#### AVAILABLE RECORDS:
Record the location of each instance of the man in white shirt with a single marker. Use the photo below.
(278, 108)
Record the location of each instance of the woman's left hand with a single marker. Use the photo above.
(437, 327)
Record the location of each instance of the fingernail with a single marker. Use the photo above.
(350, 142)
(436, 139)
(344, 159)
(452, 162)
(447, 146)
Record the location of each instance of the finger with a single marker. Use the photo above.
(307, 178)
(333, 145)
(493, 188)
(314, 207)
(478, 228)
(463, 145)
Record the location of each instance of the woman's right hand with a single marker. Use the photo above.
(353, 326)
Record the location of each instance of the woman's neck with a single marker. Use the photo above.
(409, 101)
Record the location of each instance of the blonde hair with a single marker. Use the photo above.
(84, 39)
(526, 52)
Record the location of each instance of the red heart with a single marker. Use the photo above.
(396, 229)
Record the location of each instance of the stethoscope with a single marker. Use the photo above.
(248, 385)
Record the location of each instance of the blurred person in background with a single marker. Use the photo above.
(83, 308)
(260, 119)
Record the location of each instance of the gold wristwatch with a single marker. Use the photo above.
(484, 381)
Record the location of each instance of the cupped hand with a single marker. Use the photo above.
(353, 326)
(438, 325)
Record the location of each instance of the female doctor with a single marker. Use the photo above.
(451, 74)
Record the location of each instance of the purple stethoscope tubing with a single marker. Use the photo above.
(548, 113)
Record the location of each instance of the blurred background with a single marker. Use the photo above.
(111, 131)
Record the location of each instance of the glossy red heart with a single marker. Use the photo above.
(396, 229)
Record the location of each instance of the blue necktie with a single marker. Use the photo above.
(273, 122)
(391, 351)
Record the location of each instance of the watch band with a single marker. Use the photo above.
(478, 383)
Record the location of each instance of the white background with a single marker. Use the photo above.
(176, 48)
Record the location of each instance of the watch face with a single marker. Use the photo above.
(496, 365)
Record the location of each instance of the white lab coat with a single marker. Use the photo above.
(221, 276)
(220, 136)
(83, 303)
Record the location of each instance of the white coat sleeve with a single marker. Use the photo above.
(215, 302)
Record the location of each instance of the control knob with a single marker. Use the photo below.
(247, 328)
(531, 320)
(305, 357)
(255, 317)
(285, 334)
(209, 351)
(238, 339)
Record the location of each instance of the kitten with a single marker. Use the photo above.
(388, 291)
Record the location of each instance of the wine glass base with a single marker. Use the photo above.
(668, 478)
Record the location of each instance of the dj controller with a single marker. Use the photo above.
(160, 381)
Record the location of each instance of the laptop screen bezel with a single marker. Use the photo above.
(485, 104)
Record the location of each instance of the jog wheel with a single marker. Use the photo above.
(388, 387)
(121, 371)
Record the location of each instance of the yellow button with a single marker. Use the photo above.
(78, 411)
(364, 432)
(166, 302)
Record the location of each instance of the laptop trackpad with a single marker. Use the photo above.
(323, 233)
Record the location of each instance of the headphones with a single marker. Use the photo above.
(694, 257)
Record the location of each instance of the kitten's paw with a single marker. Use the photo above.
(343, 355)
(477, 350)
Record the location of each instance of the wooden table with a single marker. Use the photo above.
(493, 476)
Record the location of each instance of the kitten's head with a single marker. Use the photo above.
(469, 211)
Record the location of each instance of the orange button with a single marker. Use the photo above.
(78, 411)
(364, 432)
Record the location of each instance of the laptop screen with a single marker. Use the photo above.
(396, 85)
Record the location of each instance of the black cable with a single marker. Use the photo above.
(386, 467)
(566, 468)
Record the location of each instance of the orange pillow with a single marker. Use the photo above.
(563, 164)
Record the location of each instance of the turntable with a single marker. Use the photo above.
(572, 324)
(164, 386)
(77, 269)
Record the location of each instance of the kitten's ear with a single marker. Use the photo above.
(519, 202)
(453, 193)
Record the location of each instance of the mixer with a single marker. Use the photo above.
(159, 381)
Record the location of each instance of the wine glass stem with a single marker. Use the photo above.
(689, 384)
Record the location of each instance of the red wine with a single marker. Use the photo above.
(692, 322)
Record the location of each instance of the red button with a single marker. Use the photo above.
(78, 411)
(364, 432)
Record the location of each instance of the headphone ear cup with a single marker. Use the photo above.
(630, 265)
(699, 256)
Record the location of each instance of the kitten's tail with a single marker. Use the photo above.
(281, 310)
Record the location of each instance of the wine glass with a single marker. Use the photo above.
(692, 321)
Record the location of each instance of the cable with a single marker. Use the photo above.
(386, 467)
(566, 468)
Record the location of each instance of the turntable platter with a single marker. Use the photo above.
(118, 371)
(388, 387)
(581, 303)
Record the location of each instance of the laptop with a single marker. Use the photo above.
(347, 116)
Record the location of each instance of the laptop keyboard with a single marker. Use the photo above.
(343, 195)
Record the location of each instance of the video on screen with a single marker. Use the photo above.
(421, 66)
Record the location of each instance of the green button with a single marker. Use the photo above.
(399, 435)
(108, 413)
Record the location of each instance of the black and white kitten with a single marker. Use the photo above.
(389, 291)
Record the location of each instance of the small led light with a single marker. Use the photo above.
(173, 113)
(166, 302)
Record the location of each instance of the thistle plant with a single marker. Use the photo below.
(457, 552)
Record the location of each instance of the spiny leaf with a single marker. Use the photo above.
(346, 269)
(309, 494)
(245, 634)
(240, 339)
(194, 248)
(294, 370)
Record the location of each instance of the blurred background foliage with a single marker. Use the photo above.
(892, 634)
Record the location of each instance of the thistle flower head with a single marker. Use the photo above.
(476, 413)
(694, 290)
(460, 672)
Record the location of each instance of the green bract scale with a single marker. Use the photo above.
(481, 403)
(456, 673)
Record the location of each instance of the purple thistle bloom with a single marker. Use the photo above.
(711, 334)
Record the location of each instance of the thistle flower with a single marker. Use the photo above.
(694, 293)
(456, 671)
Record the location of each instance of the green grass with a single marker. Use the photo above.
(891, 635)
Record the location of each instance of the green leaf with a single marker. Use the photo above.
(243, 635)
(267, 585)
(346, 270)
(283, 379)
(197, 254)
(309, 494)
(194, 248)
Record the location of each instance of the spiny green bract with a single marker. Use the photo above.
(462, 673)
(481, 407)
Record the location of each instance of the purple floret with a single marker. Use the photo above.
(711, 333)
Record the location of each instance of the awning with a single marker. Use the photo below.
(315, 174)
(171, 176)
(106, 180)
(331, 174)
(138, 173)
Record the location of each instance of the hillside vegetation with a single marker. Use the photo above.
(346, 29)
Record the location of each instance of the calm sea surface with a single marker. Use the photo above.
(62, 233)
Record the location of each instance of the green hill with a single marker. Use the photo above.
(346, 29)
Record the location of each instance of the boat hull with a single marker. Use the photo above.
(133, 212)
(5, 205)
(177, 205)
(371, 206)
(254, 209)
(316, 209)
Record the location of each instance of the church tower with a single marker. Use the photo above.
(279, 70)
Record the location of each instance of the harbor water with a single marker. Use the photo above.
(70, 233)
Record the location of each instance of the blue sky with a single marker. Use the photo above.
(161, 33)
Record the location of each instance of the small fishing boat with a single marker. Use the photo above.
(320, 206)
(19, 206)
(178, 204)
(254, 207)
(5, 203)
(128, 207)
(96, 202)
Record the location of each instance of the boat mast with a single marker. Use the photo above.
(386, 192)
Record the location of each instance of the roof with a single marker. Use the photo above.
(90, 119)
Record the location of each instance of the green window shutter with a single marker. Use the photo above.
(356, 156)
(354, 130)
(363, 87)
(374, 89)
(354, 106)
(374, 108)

#### WHAT YOU SHOULD DO:
Rewrite every line from the one containing "Record the location of each instance of the blue sky" through the end of the records, inclusive, and leave the text of each line unchanged. In the answers, shift each coordinate by adding -108 to every number.

#### CORRECT ANSWER:
Record the location of each instance of the blue sky with a single marker. Use the photo above.
(53, -75)
Record the location of each instance of the small fishing boat with a single marker. Use the photo above.
(212, 98)
(-89, 98)
(70, 96)
(146, 99)
(-103, 95)
(20, 99)
(-12, 94)
Record the location of each instance of the boat mast with a single marker. Use the photo above.
(278, 84)
Record the location of each instance of the roof with a single marker. Use the photo above.
(-18, 11)
Record the location of each instance of the green window shutter with a single marker. Use the photo above.
(248, 48)
(246, 22)
(255, -21)
(266, -19)
(246, -2)
(266, 0)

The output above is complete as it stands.